━━━━━ Extract to read
Origin & History
When many people read about Salt Coffee, what comes to mind isn’t the Ethiopian version, but the Vietnamese. However, Ethiopia, too, has its salt coffee. Known in some communities as ‘Chabo’ or simply ‘buna be chow’ (coffee with salt), it is a traditional Ethiopian and Eritrean preparation in which salt rather than sugar is added to brewed coffee. It is most prevalent in the highland border regions shared by Ethiopia and Eritrea, particularly among the Tigrinya-speaking communities of Tigray province and the central Eritrean highlands, as well as in some Afar and Saho communities of the Danakil Depression.
The practice reflects the historical reality that salt — not sugar — was the dominant condiment and trade currency in the highlands of the Horn of Africa for centuries. Salt from the Danakil Depression (the Afar salt flats) was quarried in blocks and transported by camel caravan along routes stretching from the Afar lowlands to the Ethiopian highlands, where it was used as currency, food preservation, and flavoring. Sugar, by contrast, was a luxury import unavailable to most highland communities until the 20th century. Salt coffee, in this context, is not an affectation but a historical record of what was economically accessible.
━━━━━━━━━━
━━━━━ Supplied records
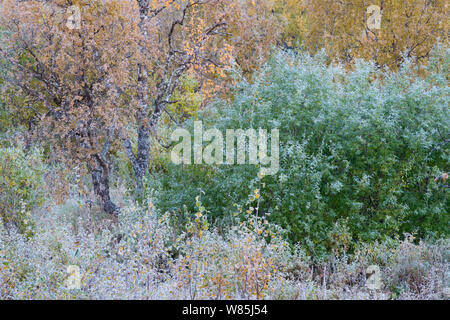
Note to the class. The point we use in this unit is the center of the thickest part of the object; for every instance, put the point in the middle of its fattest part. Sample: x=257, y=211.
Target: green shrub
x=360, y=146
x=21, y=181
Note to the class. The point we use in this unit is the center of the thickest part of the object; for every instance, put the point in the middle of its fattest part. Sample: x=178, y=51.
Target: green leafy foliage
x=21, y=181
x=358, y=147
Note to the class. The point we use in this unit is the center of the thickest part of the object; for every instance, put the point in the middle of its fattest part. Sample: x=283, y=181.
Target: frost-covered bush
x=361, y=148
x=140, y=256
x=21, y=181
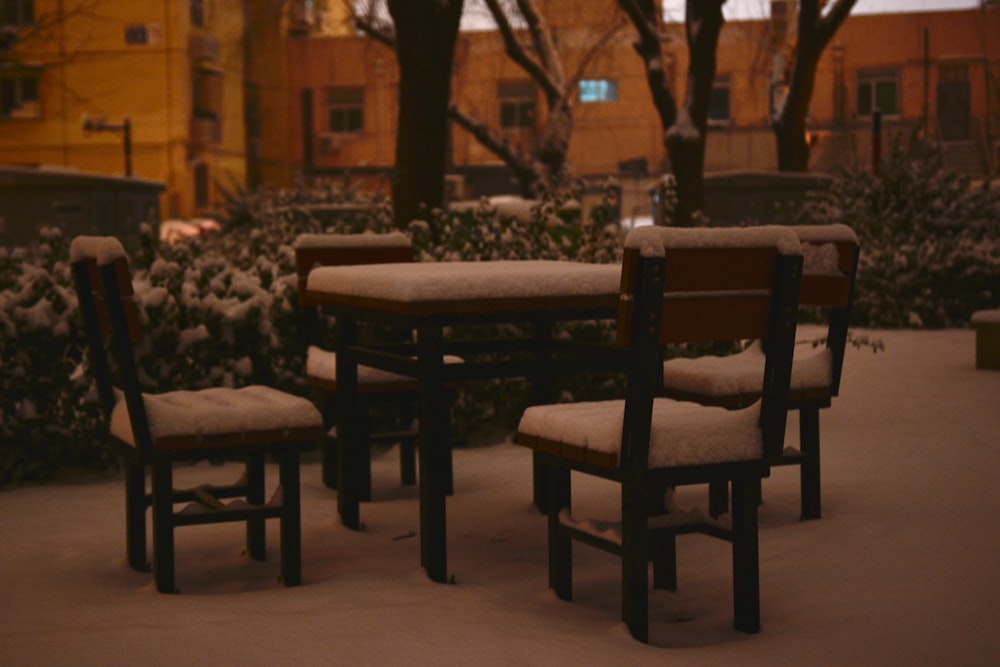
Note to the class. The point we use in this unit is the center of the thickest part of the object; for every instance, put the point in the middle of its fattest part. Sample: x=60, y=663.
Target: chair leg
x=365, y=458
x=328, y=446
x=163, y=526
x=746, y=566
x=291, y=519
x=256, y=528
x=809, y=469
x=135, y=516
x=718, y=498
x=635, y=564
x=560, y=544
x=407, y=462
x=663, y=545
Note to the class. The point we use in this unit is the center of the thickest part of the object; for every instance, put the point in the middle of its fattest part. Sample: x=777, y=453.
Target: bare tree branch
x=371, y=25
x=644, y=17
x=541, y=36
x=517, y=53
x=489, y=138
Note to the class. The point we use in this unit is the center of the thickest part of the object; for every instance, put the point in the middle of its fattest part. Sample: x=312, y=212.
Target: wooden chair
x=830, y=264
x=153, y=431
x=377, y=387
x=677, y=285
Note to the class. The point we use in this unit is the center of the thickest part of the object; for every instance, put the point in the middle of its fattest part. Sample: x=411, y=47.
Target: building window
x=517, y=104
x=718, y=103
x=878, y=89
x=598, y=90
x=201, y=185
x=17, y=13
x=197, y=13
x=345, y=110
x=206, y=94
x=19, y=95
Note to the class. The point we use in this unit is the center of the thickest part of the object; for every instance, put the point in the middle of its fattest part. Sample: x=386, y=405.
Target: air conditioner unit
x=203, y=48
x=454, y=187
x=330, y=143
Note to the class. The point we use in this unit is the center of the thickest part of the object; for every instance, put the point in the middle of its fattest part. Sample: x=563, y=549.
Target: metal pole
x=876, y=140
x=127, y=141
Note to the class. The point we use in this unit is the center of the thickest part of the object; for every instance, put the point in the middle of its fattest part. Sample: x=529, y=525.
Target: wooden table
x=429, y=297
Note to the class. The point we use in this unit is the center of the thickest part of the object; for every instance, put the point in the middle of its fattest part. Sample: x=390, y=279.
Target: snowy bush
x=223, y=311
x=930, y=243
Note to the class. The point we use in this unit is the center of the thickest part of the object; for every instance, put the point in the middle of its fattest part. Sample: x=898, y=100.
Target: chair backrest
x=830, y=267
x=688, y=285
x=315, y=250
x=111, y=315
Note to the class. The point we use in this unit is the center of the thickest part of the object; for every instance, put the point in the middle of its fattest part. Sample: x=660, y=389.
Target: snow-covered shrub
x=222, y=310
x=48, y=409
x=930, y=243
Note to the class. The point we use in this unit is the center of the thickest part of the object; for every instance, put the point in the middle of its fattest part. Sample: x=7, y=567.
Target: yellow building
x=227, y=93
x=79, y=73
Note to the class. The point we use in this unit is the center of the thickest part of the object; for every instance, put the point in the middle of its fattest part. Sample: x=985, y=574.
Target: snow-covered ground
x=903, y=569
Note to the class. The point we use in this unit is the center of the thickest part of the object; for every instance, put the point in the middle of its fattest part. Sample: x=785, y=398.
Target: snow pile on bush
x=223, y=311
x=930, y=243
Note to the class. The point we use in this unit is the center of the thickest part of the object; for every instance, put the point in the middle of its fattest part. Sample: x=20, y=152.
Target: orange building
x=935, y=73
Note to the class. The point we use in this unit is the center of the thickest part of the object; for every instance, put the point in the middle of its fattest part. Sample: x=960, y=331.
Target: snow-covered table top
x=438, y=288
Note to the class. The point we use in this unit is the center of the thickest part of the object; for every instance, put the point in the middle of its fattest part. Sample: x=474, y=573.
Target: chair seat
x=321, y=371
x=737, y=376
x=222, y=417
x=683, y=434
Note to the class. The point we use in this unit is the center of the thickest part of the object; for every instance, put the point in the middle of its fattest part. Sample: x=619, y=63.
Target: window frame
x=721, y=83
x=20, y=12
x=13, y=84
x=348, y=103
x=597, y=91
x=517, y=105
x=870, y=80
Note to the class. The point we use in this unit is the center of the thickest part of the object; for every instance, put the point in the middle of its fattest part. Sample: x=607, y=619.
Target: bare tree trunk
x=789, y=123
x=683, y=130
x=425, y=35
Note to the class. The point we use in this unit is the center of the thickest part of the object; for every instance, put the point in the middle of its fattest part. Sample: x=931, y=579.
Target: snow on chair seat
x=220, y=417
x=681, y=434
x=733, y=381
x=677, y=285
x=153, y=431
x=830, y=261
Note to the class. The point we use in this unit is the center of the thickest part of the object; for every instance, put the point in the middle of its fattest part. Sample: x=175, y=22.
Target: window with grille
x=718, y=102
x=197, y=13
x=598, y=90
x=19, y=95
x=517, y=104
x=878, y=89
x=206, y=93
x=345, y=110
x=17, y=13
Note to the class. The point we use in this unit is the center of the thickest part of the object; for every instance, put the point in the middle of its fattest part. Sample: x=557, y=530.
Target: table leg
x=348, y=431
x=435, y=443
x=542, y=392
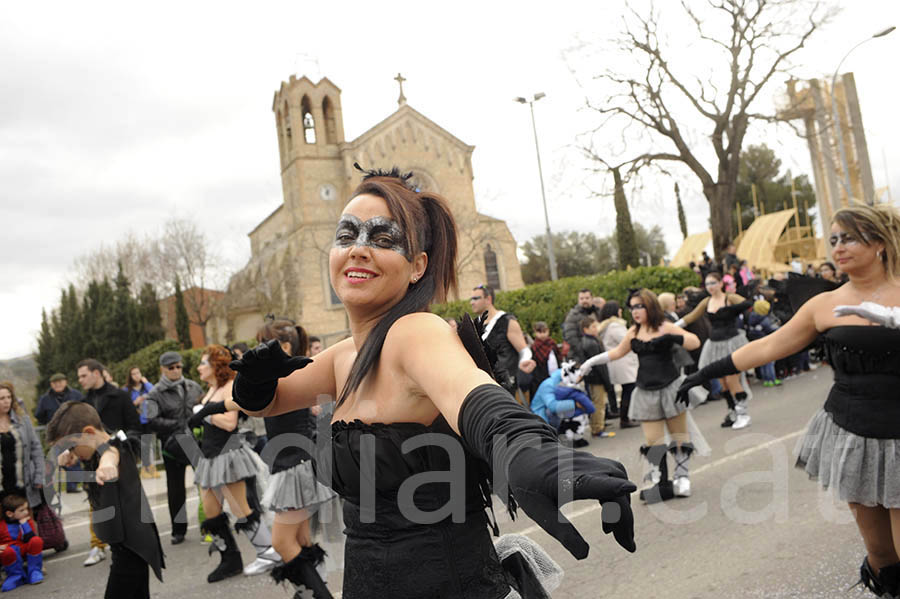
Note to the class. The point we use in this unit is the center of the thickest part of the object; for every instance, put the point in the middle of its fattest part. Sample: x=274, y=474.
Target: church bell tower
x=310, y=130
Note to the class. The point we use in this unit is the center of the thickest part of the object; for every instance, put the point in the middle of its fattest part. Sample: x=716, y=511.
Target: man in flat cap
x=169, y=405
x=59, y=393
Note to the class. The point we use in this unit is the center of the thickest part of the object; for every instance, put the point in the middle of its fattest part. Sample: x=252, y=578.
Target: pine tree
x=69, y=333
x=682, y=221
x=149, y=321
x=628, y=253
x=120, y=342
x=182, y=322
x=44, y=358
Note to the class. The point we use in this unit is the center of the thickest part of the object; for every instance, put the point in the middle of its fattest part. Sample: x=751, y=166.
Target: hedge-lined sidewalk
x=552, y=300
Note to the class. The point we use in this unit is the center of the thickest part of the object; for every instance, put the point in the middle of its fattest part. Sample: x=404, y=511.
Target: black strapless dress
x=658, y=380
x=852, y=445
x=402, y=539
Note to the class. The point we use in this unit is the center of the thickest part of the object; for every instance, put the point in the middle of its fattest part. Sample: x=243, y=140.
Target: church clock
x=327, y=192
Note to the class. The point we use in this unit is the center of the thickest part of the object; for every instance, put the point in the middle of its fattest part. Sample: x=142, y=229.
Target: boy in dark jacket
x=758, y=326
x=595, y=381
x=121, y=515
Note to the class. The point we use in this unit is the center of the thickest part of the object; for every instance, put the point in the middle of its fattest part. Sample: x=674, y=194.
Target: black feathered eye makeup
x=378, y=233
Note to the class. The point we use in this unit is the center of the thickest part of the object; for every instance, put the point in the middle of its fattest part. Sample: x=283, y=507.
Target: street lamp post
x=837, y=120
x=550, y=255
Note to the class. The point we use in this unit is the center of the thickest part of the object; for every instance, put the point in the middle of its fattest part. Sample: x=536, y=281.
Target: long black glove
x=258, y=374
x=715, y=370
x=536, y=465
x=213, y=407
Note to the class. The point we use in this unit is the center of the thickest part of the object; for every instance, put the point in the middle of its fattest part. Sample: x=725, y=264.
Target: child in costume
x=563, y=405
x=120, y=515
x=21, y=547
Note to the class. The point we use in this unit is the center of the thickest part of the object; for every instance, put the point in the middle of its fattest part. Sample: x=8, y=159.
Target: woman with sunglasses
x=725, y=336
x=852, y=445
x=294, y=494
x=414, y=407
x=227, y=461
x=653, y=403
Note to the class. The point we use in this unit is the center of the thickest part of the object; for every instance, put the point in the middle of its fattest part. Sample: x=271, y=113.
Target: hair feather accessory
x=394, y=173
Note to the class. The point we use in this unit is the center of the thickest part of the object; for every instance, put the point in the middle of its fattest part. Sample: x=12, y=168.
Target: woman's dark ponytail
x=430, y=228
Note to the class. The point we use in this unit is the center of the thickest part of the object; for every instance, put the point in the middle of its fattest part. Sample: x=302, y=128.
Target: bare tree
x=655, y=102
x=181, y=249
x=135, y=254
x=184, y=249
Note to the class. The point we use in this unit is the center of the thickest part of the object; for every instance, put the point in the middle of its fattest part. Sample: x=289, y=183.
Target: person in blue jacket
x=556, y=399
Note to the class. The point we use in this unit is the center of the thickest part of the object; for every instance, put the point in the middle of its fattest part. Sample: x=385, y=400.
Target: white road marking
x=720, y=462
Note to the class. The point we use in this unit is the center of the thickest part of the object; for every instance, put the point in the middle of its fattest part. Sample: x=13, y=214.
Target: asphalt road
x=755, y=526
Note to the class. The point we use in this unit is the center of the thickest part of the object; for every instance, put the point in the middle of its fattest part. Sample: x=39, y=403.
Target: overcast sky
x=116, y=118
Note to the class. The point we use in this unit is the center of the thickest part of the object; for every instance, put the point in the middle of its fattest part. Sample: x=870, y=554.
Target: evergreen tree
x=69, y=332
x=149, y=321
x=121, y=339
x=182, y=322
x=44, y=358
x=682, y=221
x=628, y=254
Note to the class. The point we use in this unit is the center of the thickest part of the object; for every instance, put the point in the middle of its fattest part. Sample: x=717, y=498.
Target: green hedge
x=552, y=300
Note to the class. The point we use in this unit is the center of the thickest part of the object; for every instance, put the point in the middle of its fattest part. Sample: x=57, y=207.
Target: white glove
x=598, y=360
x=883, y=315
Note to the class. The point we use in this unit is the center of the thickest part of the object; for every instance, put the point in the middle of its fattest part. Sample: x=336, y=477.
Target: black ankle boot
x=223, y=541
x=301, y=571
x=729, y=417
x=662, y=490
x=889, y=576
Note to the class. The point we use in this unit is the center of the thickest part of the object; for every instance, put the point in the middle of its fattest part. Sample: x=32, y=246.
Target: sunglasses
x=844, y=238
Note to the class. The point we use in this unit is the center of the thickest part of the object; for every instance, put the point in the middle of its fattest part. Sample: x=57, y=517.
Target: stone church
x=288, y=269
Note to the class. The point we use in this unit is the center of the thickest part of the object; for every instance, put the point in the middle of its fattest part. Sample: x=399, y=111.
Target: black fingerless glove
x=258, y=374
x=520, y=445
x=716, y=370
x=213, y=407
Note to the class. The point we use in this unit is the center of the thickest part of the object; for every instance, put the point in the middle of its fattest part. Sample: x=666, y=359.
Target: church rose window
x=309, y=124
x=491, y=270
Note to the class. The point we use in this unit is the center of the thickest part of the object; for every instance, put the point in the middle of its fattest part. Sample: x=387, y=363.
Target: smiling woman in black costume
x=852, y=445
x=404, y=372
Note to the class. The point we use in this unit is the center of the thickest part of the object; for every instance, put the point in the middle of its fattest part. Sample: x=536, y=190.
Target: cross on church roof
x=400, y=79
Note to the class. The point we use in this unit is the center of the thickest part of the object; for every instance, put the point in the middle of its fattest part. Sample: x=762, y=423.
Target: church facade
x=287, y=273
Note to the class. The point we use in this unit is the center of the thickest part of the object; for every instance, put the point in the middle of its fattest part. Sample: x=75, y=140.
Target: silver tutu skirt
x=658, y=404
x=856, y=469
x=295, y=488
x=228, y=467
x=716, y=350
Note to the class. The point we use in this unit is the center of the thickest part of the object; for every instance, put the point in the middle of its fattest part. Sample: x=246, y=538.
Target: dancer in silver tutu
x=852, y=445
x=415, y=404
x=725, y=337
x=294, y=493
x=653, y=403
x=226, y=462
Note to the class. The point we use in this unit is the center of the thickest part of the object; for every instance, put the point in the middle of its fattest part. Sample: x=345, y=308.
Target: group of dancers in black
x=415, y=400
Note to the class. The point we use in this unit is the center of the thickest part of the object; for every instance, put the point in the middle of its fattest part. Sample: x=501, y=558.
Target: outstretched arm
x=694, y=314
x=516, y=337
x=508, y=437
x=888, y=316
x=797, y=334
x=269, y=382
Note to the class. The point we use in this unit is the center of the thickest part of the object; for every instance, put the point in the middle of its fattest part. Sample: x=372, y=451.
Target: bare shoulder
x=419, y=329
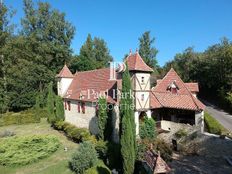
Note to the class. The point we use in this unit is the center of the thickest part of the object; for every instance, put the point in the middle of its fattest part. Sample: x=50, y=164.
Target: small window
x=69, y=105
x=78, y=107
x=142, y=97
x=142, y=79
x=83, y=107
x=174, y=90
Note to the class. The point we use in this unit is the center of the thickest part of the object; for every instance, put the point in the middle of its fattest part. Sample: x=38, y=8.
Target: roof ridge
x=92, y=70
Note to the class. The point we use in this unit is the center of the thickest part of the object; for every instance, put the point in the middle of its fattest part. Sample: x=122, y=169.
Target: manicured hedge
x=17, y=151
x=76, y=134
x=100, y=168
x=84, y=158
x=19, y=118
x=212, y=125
━━━━━━━━━━
## Given exercise 1
How would this sentence from the salt coffee text read in Spanish: "Sugar, by contrast, was a luxury import unavailable to most highland communities until the 20th century."?
## Given exercise 2
Print the records starting at their first line and ending at the line that contains "x=358, y=147", with both of those lines included. Leave the pictures out.
The records are unrelated to the salt coffee text.

## Exercise result 1
El azúcar, en cambio, era una importación de lujo inaccesible para la mayoría de las comunidades de las tierras altas hasta el siglo XX.

## Exercise result 2
Note to the class. The point we use in this unit is the center of the thickest part of the object; for every instance, put the point in the middle of its fattest part. Sample: x=257, y=211.
Target: green shrub
x=360, y=146
x=21, y=181
Note to the class. The point we use in this unit is the center of the thickest part of the object; for every instance, put the point in the middle of its fattest part. Sample: x=178, y=51.
Target: green leafy foliage
x=21, y=181
x=358, y=147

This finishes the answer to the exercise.